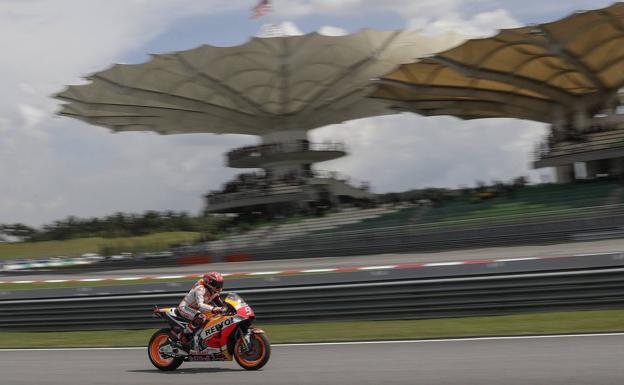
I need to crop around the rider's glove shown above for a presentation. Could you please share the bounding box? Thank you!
[212,306,227,314]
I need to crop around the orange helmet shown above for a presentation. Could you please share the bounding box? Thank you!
[202,271,223,293]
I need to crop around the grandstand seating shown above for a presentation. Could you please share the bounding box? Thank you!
[206,206,397,251]
[548,129,624,157]
[206,180,624,252]
[420,181,619,223]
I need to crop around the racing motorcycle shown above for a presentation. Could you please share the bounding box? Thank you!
[147,293,271,371]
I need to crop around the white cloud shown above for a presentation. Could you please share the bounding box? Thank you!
[0,0,562,225]
[318,25,349,36]
[312,113,546,192]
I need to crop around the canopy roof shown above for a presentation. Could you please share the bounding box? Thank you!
[56,29,459,135]
[373,2,624,122]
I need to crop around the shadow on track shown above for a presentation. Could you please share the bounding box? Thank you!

Short exercise: Swap "presentation" for "slide deck" in the lines beginning at the one that contains "I need to crop around the canopy" and ending with the last of the entries, then write out only those lines with nothing else changed.

Response to the task:
I need to crop around the canopy roof shown above for a slide deck. Could you please share the bounding box? Thank you!
[56,29,459,135]
[373,2,624,122]
I need to crop around the shadow on track shown above for a slide deck. Could you please share the bounding box? Thank you!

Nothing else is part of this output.